▸ 抜粋本文:
⁂

そう言ってもすぐには信じてもらえないかもしれない。何しろそのボディは、表面の至るところに大きな孔が開けられ、スリットが入り、これでもかというほどの空力パーツが備わっている。極めつけはリアウイングで、スワンネックタイプのステーは高くそびえ立ち、羽根の部分の高さはルーフすらも超えているほどなのだ。

もちろん、そこはポルシェの、ヴァイザッハの仕事。それらのすべてに、ちゃんと意味がある。このクルマ、200km/h走行時に得られるダウンフォース、つまり空気の力で車体を路面に押し付ける力は合計409kgに達するという。

この数字は先代991.2のGT3 RSの2倍、現行GT3の3倍にもなる。そして285km/hでのダウンフォース量は、実に860kg。ざっと車両重量の5割分の力でタイヤが地面にこすりつけられているわけである。当然、車両の挙動は安定し、コーナリングスピードは速くなる。

⁂

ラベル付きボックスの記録
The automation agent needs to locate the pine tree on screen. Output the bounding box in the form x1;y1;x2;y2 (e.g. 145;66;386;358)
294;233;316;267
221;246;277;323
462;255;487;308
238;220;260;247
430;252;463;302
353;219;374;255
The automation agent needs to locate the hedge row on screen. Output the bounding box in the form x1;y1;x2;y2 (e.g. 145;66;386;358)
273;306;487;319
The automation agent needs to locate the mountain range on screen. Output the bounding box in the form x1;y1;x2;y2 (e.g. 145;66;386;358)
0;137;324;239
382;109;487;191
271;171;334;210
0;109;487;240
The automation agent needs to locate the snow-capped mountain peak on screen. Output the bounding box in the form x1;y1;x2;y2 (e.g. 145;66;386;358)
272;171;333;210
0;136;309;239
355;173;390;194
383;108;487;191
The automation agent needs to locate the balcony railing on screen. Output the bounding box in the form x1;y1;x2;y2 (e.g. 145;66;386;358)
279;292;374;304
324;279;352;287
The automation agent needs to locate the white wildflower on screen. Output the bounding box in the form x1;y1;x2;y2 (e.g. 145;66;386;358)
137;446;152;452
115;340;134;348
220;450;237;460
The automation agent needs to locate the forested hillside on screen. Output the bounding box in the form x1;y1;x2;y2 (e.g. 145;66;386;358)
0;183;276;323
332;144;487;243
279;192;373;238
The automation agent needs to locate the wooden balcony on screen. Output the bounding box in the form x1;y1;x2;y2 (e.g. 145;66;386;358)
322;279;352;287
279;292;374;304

⁂

上にある抜粋本文のうち、「そう言ってもすぐには信じても」から始まり「計409kgに達するという。」に至るまでの部分を、一字も変えずに書き写してください。

▸ 結果:
そう言ってもすぐには信じてもらえないかもしれない。何しろそのボディは、表面の至るところに大きな孔が開けられ、スリットが入り、これでもかというほどの空力パーツが備わっている。極めつけはリアウイングで、スワンネックタイプのステーは高くそびえ立ち、羽根の部分の高さはルーフすらも超えているほどなのだ。

もちろん、そこはポルシェの、ヴァイザッハの仕事。それらのすべてに、ちゃんと意味がある。このクルマ、200km/h走行時に得られるダウンフォース、つまり空気の力で車体を路面に押し付ける力は合計409kgに達するという。